= DIRECTIONS =
Take the line that contains "# test: pointer" and all lines after it, up to and including the last line of the data, and write them out exactly; nothing else belongs in the answer.

= SUPPLIED RECORDS =
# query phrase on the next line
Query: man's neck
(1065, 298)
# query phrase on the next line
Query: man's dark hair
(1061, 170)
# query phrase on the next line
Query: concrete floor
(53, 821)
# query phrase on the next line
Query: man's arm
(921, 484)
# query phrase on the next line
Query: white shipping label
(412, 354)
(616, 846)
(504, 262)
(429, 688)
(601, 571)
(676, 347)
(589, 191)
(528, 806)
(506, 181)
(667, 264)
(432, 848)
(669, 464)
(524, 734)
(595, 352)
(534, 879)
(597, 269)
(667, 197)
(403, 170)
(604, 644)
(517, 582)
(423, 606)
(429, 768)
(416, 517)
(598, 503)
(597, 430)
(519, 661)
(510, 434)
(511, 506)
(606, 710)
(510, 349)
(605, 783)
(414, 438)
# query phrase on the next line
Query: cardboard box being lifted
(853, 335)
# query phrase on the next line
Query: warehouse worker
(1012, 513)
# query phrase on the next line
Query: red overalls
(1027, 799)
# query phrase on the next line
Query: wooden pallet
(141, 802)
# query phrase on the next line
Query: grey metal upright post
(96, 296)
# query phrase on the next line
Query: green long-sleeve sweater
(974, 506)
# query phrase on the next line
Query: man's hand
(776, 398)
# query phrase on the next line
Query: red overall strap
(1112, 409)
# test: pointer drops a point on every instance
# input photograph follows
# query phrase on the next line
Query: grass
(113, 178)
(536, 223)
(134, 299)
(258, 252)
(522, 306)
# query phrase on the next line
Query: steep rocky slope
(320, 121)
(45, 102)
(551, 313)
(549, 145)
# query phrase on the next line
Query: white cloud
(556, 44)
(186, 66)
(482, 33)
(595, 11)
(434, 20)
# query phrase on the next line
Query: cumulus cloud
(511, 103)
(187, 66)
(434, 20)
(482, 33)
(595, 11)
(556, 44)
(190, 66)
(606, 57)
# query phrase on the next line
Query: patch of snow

= OUTPUT OF THE EXERCISE =
# test: pointer drops a point on every instance
# input photograph follows
# query phrase on the next line
Query: grass
(113, 178)
(536, 223)
(134, 299)
(258, 252)
(522, 306)
# query phrase on the next line
Query: steep rocky slope
(320, 121)
(45, 102)
(551, 313)
(549, 145)
# query phrase on the next line
Query: white cloud
(556, 44)
(186, 66)
(482, 33)
(595, 11)
(434, 20)
# query phrase on the next line
Query: cumulus cloud
(511, 103)
(187, 66)
(434, 20)
(482, 33)
(595, 11)
(556, 44)
(190, 66)
(606, 57)
# query phrase on the next line
Query: patch of snow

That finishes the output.